◆ Document extract:
..........

I was in my office on Capitol Hill. We had the television turned to the national news, a report was being broadcast about a plane hitting a skyscraper in New York city. We watched, live, as the second plane hit. I called my boss, we were told to evacuate...in those pre-9-11 days there were no plans for what to do if we were attacked, no evacuation drills. On the street hundreds were exiting the buildings, some walking, others trying to get to their cars. It was the days before everyone had a cell phone, those who did have cell phones were unable to get a signal.

Outside, we heard the explosion as, what we now know was a third plane, hit the Pentagon. We saw the smoke. Heard the sirens. A police officer told us to get away from the Capitol. There were still unaccounted for planes. The Capitol was a target. Someone else said they'd heard the bridges out of DC were closed. Others said they'd heard the Old Executive Office Building, next to the White House, had been hit.

..........

◆ Coordinate annotation records:
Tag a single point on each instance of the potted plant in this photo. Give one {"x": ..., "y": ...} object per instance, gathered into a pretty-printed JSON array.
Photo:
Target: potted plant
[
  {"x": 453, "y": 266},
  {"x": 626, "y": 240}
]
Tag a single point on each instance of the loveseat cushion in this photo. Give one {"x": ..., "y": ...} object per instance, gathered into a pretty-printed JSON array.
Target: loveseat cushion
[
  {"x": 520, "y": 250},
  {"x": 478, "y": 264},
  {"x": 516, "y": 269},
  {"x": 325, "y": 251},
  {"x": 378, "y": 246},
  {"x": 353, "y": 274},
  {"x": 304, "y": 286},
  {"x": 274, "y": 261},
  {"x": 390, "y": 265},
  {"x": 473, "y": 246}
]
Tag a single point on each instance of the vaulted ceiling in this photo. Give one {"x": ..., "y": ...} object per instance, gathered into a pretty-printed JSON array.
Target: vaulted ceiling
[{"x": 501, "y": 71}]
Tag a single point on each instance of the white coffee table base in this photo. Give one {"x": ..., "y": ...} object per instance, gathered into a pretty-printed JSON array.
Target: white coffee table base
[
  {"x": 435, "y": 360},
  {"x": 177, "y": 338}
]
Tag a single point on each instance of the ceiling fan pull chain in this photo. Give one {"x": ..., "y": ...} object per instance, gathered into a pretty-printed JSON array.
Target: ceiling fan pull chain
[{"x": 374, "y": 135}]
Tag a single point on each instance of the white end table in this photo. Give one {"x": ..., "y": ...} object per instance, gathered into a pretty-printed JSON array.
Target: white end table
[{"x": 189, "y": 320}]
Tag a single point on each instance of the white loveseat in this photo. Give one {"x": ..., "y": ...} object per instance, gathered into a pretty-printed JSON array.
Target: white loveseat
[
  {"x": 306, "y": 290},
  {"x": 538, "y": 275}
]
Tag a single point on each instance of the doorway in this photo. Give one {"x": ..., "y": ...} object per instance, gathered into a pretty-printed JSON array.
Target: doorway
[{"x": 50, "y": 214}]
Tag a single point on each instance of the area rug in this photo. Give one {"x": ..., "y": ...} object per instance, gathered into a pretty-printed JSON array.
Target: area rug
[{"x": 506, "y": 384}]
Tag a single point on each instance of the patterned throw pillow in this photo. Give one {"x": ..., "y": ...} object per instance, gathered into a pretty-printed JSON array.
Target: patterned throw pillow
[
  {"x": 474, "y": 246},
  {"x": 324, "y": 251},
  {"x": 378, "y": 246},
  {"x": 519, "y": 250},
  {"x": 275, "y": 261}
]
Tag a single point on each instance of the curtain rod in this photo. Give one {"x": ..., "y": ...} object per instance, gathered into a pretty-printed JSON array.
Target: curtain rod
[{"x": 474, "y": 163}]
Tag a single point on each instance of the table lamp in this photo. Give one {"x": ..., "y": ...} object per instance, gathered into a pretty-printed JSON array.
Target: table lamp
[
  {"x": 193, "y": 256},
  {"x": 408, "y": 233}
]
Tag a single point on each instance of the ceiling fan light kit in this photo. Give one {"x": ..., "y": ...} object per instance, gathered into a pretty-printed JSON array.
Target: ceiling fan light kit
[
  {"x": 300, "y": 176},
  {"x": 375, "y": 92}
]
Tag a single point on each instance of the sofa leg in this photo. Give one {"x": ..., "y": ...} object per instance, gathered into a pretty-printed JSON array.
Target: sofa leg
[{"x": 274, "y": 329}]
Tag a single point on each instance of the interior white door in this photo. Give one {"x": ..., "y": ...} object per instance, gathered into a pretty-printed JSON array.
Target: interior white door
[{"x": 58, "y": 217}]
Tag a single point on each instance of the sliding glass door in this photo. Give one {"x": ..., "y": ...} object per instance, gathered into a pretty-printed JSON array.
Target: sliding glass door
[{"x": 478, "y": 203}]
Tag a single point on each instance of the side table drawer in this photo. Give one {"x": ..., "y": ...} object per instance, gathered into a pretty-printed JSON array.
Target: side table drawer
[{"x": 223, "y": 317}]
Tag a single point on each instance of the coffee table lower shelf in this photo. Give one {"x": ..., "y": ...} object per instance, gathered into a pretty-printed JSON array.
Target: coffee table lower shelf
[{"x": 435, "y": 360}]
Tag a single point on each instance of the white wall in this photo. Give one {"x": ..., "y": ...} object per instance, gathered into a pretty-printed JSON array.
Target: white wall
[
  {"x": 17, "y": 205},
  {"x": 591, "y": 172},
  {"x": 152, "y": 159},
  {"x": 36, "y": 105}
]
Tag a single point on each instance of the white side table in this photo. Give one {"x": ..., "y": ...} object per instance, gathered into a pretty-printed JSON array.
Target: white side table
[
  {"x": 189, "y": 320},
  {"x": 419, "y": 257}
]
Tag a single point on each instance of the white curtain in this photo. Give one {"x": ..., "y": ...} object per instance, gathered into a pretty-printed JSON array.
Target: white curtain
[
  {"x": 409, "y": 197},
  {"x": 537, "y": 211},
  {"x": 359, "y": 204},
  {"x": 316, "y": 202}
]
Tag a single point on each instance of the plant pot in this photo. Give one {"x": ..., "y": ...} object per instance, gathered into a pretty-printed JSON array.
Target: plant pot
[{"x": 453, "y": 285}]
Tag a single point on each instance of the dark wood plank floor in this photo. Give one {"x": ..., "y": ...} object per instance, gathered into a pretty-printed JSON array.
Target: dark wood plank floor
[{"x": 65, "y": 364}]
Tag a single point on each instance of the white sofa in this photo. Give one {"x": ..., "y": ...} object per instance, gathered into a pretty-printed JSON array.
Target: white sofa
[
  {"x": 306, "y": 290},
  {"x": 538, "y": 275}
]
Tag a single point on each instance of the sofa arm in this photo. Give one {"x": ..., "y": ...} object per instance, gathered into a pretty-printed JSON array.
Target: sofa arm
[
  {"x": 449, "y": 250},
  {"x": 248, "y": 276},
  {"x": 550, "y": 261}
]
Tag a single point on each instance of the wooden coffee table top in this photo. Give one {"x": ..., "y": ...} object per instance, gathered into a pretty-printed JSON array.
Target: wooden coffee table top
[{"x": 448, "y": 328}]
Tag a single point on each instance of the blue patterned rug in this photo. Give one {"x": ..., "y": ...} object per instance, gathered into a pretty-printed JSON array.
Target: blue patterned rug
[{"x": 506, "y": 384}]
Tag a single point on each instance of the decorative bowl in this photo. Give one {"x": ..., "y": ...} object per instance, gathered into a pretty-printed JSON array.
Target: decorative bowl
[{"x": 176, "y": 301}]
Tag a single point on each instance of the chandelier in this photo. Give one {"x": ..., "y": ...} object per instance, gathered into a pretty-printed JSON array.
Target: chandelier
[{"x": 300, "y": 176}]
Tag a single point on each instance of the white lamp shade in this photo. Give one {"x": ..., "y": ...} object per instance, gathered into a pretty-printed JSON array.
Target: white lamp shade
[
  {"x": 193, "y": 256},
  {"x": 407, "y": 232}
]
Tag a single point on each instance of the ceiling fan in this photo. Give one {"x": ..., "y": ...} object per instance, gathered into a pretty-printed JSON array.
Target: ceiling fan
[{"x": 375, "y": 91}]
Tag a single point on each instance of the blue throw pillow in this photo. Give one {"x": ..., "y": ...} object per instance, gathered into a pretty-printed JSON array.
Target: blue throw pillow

..........

◆ Given problem 1: In the Capitol Hill account, what did a police officer tell the group outside to do?
◆ Given problem 2: Count the lines of the entries that contain the string "drawer", treating case as significant. Give only the number.

◆ Expected output 1: To get away from the Capitol.

◆ Expected output 2: 2